A nível internacional, os estudantes se depararam com exemplos de prefeituras que trabalham o conceito de notabilidade dos exemplares em suas cidades, com apoio da população. Porém, não empregavam tecnologia para mapear as árvores, demonstrando uma lacuna nas pesquisas ao redor do mundo. Dessa forma, a equipe do LabGis, sob coordenação do professor Antônio, determinou o que seria uma árvore notável, e o estudante Luã destrinchou o tema em sua dissertação de mestrado.
“A notabilidade arbórea abrange três dimensões – relevância cultural, relação ecológica e características físicas – sendo valorizada pela frequência e diversidade de percepções por indivíduos de diferentes perfis sociais”, justifica o pesquisador Luã em sua dissertação. Empregando uma metodologia dividida em cinco etapas, o grupo conseguiu localizar 70 exemplares considerados notáveis na Cidade Universitária, e que mereciam atenção da população.
──────────
Por favor, reescreva em forma de lista o parágrafo do trecho sobre árvores notáveis que começa com "A nível internacional", mantendo seus fatos principais. Baseie-se somente no trecho acima.

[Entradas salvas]
──────────
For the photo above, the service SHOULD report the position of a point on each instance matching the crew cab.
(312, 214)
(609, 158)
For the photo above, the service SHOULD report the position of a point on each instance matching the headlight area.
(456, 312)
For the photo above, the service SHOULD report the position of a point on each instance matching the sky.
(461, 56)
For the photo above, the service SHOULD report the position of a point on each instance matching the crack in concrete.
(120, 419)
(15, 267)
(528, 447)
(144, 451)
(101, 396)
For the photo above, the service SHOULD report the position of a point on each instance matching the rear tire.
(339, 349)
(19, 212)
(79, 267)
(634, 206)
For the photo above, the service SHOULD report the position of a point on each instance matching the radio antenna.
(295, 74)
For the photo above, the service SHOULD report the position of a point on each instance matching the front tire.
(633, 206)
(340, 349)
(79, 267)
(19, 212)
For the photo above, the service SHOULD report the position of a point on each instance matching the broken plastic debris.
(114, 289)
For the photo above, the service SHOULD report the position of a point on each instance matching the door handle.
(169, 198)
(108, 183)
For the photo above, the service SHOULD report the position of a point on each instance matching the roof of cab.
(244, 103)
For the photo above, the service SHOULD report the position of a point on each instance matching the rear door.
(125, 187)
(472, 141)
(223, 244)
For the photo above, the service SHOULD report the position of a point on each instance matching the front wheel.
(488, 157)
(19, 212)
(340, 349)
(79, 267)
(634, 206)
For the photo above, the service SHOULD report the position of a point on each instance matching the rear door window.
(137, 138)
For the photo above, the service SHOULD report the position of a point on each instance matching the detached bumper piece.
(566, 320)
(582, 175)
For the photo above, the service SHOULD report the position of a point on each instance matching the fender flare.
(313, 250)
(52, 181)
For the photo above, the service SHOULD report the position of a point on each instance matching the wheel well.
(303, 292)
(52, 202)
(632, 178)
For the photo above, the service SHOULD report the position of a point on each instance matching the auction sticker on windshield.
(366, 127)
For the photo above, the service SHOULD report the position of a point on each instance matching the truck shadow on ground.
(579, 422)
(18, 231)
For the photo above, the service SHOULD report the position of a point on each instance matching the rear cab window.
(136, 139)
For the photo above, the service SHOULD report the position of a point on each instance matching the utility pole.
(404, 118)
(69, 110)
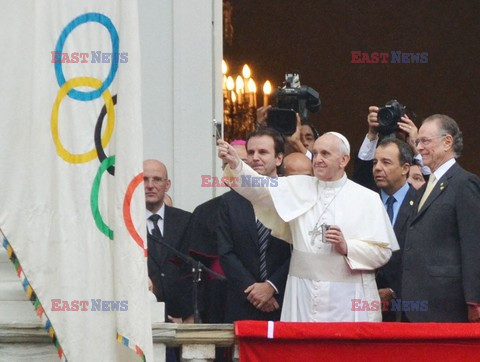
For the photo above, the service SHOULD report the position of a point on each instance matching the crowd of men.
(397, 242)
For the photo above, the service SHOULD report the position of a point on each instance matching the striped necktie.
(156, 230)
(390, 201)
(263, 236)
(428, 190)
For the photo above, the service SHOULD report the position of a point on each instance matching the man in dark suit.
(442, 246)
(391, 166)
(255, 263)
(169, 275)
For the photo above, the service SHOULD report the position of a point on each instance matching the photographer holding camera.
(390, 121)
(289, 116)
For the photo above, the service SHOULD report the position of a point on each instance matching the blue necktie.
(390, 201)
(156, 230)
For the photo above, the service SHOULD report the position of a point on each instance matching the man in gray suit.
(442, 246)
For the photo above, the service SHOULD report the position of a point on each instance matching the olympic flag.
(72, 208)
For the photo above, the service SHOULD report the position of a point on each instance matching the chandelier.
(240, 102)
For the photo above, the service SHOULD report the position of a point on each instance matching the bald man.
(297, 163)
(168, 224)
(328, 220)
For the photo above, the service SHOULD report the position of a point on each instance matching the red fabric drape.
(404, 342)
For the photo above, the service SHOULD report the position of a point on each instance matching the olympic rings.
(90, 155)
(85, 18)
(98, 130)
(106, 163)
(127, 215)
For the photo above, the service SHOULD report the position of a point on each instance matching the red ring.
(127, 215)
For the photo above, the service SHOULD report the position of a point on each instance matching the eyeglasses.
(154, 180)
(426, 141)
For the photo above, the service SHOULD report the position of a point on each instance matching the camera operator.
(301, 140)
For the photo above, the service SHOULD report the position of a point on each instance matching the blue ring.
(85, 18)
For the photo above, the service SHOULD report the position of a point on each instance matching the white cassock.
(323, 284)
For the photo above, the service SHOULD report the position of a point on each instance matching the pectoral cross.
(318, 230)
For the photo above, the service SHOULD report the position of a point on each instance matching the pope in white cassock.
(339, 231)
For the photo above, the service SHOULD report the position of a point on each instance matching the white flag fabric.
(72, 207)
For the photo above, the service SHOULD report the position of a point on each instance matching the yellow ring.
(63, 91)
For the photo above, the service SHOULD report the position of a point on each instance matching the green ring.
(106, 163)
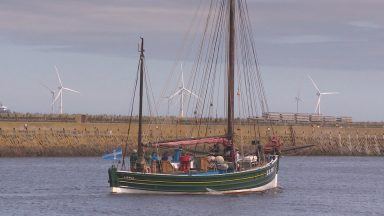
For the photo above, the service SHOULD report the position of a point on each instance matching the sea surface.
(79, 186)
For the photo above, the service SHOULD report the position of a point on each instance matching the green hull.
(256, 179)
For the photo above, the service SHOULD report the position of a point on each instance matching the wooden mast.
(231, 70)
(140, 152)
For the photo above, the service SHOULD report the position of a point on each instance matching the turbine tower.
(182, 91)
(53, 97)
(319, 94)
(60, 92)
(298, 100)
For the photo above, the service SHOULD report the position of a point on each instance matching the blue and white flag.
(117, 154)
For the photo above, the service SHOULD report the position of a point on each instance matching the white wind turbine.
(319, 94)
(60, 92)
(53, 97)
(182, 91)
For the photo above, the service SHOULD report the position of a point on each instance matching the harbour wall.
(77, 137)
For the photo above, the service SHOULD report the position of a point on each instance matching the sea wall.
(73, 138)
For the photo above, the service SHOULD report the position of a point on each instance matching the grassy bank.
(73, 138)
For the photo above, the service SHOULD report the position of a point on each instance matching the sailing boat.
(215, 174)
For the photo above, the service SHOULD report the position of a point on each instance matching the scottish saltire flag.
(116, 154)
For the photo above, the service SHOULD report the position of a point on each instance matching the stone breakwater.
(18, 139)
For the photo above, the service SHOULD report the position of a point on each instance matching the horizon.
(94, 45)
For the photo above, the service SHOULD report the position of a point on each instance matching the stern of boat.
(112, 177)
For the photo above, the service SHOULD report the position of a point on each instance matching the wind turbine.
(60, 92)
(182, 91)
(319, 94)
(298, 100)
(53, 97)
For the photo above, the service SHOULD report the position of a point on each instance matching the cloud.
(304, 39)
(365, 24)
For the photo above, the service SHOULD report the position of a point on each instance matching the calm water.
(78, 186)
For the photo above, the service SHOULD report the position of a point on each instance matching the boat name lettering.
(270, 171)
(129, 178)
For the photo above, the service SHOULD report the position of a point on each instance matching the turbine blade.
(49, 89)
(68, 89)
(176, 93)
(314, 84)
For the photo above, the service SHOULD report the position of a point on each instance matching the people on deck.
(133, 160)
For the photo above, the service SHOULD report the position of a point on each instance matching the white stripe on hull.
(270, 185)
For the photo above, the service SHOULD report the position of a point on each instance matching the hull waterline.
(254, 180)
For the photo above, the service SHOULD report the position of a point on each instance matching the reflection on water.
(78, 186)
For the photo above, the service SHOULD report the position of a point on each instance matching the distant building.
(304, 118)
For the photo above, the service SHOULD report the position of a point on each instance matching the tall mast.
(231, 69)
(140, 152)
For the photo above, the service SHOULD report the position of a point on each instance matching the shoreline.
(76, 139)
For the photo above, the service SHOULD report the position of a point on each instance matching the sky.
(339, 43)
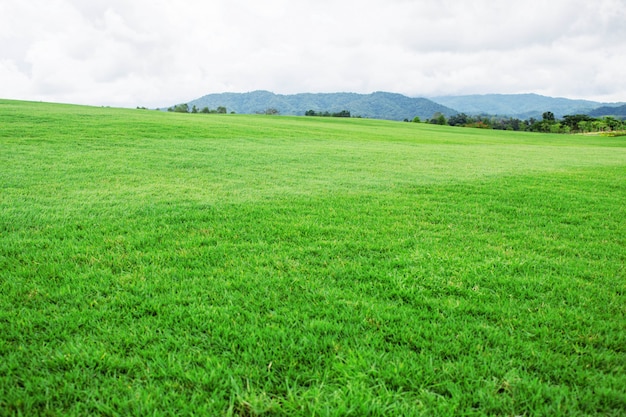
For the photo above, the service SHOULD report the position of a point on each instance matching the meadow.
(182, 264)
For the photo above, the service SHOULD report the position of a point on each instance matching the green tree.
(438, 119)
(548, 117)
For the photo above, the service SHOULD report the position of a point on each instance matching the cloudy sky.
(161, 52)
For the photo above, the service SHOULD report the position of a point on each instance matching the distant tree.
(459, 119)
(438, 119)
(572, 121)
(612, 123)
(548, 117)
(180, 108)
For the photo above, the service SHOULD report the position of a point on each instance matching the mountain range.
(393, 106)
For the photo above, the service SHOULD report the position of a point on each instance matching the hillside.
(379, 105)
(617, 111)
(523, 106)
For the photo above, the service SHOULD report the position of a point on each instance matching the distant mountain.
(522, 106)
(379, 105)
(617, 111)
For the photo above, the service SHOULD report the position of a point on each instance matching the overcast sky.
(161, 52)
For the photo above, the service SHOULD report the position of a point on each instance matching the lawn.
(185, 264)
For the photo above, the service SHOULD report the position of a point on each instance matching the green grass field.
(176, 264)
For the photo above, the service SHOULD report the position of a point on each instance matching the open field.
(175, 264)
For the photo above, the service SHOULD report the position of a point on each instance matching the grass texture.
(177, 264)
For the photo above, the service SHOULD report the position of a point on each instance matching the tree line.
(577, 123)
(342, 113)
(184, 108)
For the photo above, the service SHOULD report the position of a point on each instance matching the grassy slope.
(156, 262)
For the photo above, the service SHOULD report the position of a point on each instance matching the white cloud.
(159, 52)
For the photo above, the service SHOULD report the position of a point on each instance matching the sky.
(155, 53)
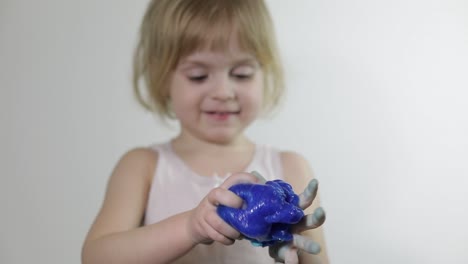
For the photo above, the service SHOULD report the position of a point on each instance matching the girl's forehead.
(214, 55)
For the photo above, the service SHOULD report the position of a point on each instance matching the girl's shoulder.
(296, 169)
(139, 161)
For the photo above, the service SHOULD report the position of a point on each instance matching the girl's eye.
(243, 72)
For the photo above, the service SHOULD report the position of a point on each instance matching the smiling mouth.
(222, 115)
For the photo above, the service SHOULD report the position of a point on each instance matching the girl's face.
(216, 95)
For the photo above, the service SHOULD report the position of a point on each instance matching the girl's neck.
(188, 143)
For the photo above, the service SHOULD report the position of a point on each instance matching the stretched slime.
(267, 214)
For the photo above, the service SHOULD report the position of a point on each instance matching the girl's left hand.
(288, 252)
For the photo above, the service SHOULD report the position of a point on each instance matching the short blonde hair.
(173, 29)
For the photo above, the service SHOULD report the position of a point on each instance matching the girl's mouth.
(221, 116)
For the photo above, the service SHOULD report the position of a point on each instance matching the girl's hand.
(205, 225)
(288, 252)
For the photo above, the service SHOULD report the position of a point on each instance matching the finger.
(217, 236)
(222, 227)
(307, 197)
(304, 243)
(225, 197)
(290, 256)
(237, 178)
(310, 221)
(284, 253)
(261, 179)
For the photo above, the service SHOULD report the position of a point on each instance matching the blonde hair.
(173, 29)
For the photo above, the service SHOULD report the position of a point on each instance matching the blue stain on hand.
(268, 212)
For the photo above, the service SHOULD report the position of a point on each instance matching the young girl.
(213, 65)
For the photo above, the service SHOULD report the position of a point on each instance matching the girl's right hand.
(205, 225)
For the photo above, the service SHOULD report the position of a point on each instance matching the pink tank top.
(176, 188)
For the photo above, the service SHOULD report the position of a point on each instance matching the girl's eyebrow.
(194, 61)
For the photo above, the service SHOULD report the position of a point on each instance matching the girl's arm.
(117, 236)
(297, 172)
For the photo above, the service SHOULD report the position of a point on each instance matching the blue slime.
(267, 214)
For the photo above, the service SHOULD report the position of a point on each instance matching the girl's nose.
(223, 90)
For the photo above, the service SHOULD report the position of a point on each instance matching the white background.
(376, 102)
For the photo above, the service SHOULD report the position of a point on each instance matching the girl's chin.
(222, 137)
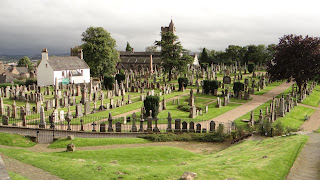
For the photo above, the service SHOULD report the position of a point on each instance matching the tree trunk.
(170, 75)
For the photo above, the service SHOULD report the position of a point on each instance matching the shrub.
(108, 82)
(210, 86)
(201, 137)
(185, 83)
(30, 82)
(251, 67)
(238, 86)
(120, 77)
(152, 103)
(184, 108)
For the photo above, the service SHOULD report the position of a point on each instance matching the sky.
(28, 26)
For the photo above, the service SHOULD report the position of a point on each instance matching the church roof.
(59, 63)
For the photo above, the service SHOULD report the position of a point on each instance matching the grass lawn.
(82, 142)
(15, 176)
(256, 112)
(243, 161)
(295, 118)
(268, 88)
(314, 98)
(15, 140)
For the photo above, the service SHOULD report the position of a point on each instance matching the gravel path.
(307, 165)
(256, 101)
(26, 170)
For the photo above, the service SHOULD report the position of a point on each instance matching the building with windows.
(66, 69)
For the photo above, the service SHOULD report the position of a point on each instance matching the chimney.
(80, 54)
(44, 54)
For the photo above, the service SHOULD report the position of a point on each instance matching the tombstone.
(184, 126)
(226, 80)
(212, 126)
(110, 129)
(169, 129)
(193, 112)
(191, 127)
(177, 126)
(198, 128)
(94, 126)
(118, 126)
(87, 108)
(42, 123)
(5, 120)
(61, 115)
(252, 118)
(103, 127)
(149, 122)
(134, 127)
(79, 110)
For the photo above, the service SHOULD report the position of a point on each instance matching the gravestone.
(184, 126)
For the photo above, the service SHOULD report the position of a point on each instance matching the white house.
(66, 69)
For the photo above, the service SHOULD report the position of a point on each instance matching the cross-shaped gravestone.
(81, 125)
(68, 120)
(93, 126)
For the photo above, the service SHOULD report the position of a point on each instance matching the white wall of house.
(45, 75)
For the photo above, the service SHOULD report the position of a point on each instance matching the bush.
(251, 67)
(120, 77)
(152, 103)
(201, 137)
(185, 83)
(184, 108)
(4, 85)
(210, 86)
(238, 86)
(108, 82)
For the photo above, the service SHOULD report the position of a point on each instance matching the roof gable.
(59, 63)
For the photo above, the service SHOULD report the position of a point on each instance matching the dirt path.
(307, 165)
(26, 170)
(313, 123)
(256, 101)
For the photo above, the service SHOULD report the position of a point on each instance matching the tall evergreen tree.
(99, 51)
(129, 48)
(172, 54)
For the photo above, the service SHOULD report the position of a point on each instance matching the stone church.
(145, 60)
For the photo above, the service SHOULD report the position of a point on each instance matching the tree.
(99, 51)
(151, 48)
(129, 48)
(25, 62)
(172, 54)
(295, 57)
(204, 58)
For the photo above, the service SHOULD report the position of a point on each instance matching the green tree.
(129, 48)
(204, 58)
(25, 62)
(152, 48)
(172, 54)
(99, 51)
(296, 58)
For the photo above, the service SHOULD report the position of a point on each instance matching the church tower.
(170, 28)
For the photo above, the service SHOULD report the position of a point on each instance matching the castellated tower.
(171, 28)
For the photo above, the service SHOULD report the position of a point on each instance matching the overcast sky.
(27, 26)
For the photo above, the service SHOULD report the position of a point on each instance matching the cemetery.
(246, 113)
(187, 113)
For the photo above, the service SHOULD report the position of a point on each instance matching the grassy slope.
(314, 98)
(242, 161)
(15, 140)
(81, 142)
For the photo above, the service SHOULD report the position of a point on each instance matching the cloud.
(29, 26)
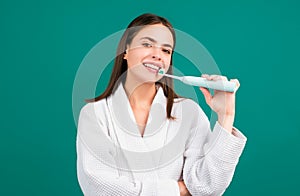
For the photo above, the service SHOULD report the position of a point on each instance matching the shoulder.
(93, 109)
──────────
:: Resultado ::
- No exterior, os estudantes encontraram prefeituras que trabalham a notabilidade das árvores em suas cidades, com apoio da população.
- Essas prefeituras não usavam tecnologia para mapear as árvores, o que mostra uma lacuna nas pesquisas pelo mundo.
- Por isso, a equipe do LabGis, coordenada pelo professor Antônio, definiu o que seria uma árvore notável.
- O estudante Luã aprofundou o tema em sua dissertação de mestrado.